#### Extrait du document ####
Se concentrer sur l’inflation et non pas sur la récession

Abstraction faite de la volatilité des marchés, la Recherche d’UBS n’est pas encore disposée à positionner les portefeuilles en opposition frontale avec la Fed, qui a bon espoir de réussir à orchestrer une modération de l’inflation et de la croissance en évitant une récession.

Les économies européennes plus vulnérables au renchérissement de l’énergie pourraient enregistrer un ralentissement économique plus marqué, mais les Etats-Unis sont un pays exportateur net d’énergie, ce qui les protège dans une certaine mesure. La situation financière des ménages, ainsi que des entreprises, est très bonne et les salaires augmentent.

Par conséquent, il est toujours recommandé aux investisseurs de se positionner dès aujourd’hui en fonction de l’inflation, bien réelle, plutôt que dans l’optique d’une possible récession à brève échéance.

Comment investir?

L’absence «d’instruments chirurgicaux de précision» dans la panoplie de la Fed, pour reprendre les termes de Jerome Powell, n’est pas étrangère à la volatilité qui met à rude épreuve la plupart des investisseurs. Cependant, rares sont ceux qui estiment que c’est dans la difficulté que l’on prend les meilleures décisions d’investissement.

Les investisseurs seraient donc bien avisés de définir une stratégie de liquidité pour faire face aux dépenses prévues sur un horizon de trois à cinq ans. Cela peut les aider à rester focalisés sur le long terme, à ne pas être obligés de vendre des actifs et à éviter de prendre des décisions sous le coup des émotions en période de volatilité.

Pour positionner les portefeuilles dans l’optique de son scénario central (modération de la croissance et de l’inflation, sans récession à la clé), la Recherche d’UBS privilégie toujours les pans du marché qui devraient surperformer dans un environnement marqué par une forte inflation.

  • Investir dans les valeurs décotées

Les valeurs décotées ont tendance à profiter de la hausse des taux réels. Depuis 1975, elles surperforment les valeurs de croissance lorsque l’inflation est supérieure ou égale à 3%.

Il est conseillé aux investisseurs sous-exposés aux valeurs décotées, après une longue période de sous-performance, de renforcer leurs positions à long terme sur les titres, sur les secteurs et sur les marchés qui présentent une valorisation raisonnable, notamment les valeurs internationales de l’énergie et les titres britanniques.
####
- _Consignes des tâches_:
a: Répondez aux questions suivantes à partir du texte sur l'inflation et l'investissement :
(i) Quel pays est présenté comme exportateur net d'énergie ?
(ii) Sur quel horizon la stratégie de liquidité doit-elle couvrir les dépenses prévues ?
(iii) Depuis quelle année les valeurs décotées surperforment-elles les valeurs de croissance lorsque l'inflation atteint ou dépasse 3 % ?
b: Poursuivez le texte sur l'inflation et la stratégie de placement à la suite de sa dernière phrase.
#### Extraits du corpus ####
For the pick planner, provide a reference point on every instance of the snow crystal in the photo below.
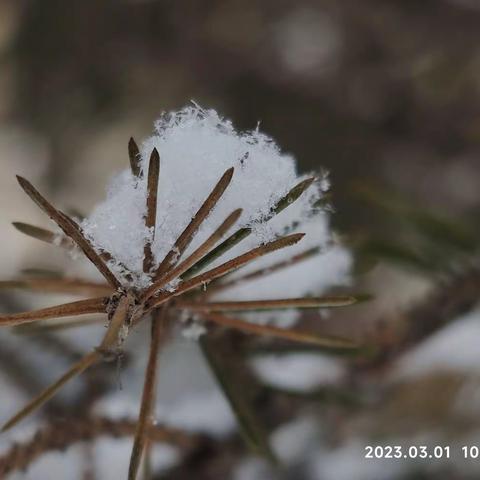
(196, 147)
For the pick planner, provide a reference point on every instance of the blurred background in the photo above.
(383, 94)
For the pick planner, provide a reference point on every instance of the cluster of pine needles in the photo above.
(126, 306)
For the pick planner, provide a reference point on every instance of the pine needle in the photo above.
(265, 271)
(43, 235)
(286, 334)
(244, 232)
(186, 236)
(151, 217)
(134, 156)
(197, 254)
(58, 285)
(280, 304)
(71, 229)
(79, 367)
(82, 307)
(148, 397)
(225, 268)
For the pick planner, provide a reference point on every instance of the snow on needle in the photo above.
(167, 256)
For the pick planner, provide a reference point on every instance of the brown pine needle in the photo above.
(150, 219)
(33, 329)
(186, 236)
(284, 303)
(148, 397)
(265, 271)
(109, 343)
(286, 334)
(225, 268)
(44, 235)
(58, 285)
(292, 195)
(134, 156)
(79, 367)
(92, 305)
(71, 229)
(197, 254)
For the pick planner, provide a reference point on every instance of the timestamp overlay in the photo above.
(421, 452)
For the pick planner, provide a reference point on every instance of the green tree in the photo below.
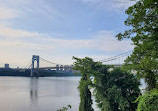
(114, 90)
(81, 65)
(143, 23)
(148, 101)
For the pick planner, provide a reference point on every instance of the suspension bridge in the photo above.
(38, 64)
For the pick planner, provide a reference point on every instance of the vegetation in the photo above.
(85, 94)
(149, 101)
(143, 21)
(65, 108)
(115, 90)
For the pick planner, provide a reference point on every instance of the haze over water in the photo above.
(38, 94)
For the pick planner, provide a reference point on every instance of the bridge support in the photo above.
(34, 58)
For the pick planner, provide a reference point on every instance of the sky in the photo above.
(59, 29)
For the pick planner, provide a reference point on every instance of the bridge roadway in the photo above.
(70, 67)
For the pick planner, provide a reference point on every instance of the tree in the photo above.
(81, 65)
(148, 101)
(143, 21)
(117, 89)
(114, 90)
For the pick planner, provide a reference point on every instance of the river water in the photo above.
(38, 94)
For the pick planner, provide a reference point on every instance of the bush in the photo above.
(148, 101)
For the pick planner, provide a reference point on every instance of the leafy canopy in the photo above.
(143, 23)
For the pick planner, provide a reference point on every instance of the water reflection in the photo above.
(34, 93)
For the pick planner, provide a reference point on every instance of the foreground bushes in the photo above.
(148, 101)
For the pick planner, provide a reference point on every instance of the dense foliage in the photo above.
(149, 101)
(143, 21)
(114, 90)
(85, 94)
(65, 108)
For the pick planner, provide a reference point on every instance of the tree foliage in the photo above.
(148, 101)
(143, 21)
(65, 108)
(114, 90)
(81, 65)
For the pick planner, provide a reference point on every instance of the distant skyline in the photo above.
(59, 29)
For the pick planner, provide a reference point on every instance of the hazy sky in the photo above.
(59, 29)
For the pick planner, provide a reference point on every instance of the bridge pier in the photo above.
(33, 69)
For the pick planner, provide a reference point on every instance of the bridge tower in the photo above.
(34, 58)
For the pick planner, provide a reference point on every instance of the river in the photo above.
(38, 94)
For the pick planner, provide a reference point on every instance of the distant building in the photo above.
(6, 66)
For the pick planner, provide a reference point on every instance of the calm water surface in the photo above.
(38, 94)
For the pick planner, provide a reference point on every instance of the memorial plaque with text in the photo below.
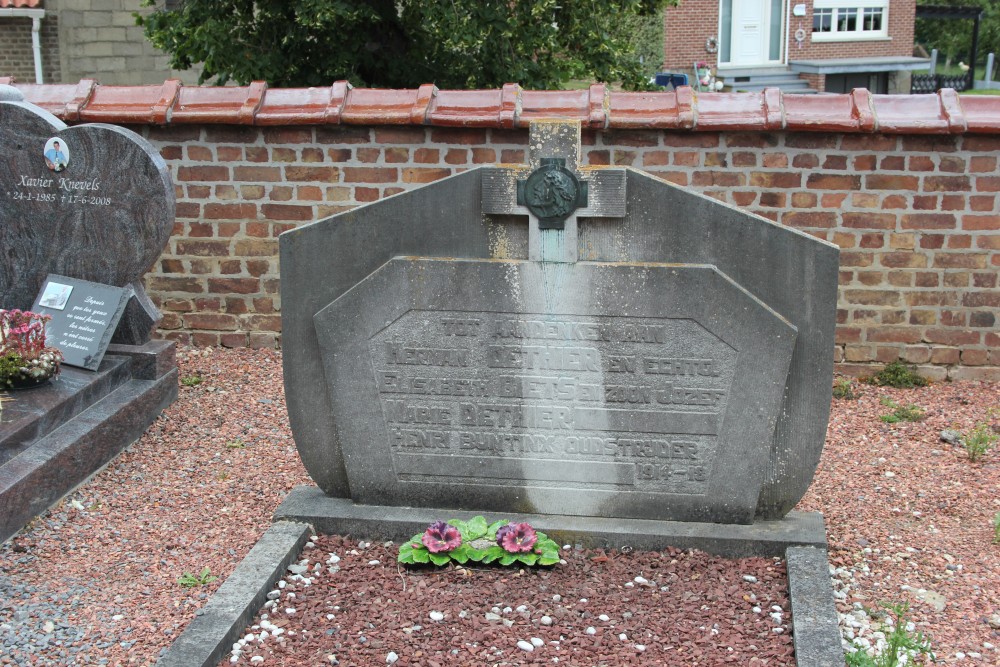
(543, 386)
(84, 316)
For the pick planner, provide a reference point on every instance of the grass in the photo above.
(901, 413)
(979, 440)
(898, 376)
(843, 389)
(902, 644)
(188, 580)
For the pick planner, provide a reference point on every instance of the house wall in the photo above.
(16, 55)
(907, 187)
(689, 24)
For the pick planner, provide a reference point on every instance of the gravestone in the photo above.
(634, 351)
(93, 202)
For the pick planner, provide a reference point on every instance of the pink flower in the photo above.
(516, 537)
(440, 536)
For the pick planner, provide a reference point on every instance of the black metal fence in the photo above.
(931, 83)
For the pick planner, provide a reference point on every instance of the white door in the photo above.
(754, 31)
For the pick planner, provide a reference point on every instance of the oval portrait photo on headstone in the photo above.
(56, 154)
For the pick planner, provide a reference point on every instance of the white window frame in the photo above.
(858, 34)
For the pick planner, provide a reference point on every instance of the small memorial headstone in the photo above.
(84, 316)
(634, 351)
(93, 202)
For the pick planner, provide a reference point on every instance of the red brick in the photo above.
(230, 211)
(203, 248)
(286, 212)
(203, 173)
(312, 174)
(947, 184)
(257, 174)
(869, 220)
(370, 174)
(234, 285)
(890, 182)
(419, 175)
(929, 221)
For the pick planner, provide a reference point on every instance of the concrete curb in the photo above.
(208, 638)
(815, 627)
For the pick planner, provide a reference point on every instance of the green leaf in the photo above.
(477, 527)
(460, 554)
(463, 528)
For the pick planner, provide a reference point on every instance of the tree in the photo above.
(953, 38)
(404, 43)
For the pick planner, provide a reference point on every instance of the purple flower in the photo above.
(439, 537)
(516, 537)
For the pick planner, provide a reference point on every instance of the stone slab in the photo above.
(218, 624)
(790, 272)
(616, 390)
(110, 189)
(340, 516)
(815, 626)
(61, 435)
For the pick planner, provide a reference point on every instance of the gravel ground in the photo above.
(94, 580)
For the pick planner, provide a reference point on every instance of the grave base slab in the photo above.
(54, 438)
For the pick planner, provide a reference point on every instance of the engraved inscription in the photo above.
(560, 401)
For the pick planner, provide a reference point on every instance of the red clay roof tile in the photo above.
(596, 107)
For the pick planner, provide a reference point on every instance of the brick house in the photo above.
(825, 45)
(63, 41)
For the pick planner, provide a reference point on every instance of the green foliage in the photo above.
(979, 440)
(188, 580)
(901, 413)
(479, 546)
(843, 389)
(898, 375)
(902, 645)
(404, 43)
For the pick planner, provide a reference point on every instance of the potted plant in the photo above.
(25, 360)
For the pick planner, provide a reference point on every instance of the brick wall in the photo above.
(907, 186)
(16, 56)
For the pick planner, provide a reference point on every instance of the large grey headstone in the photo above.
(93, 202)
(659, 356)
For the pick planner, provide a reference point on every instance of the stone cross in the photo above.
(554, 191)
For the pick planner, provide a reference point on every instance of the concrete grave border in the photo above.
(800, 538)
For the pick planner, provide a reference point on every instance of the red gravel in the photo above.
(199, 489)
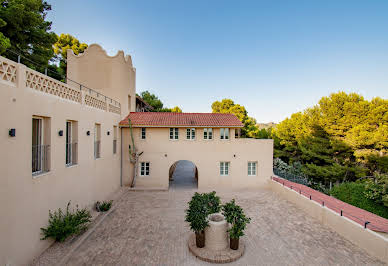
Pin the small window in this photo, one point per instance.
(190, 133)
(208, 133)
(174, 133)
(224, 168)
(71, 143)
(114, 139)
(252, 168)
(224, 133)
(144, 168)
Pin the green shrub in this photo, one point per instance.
####
#### Extraits du corpus ####
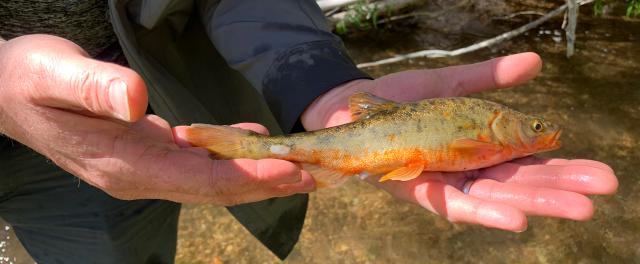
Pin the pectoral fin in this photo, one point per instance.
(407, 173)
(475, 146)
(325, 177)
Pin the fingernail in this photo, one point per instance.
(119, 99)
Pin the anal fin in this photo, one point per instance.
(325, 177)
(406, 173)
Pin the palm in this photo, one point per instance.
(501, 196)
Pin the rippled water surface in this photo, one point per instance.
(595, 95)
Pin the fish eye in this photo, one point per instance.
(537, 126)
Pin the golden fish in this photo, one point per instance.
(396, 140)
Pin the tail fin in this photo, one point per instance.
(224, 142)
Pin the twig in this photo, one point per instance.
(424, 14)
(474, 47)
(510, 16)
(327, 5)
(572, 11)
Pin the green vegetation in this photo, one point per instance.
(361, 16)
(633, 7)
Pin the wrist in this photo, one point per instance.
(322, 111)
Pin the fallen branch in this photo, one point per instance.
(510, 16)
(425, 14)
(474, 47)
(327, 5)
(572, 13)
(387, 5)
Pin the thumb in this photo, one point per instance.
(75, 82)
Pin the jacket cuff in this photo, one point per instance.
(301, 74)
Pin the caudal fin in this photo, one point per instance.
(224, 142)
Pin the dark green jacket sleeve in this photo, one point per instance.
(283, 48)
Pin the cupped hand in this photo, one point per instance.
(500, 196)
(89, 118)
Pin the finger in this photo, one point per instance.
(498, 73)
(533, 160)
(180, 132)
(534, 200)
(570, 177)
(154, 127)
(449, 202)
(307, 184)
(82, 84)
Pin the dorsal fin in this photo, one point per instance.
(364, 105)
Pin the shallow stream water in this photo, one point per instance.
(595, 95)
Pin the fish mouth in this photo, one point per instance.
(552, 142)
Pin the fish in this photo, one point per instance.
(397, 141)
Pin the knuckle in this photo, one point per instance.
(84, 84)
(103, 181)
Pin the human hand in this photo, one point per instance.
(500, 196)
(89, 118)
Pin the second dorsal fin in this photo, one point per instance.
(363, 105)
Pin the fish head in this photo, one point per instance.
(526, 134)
####
- _Réponses fournies_:
a:
(i) Les Etats-Unis.
(ii) Trois à cinq ans.
(iii) Depuis 1975.

b:
  • Couvrir les portefeuilles

Les matières premières affichent globalement de bonnes performances en période d’inflation et elles constituent, sans doute, une couverture efficace contre le risque géopolitique compte tenu de la possibilité de nouvelles perturbations de l’approvisionnement. Les matières premières, ainsi que les actions du secteur de l’énergie, font partie des rares actifs à enregistrer une performance positive depuis le début de l’année.

A court terme, le dollar peut encore probablement permettre de couvrir efficacement un portefeuille. Il profitera vraisemblablement de l’engouement pour les valeurs refuges (compte tenu de l’incertitude géopolitique et macroéconomique), de la hausse des taux d’intérêt réel aux Etats-Unis et du fait que les Etats-Unis sont un pays exportateur net d’énergie.

Une exposition accrue à des valeurs défensives comme celles de la santé peut contribuer à réduire la volatilité globale. Les valeurs pharmaceutiques résistent relativement bien à l’aversion au risque en général et leur valorisation semble raisonnable à l’heure actuelle.

  • Composer avec la forte inflation et la hausse des taux d’intérêt

Sur les marchés obligataires, certains titres présentent désormais une valorisation intéressante après la hausse des rendements ces dernières semaines. On décèle une opportunité dans les obligations à haut rendement à engagement environnemental, social et de gouvernance (ESG). La Recherche d’UBS affiche toujours une préférence pour les titres de créances non cotés comme les prêts de premier rang aux entreprises de taille intermédiaire.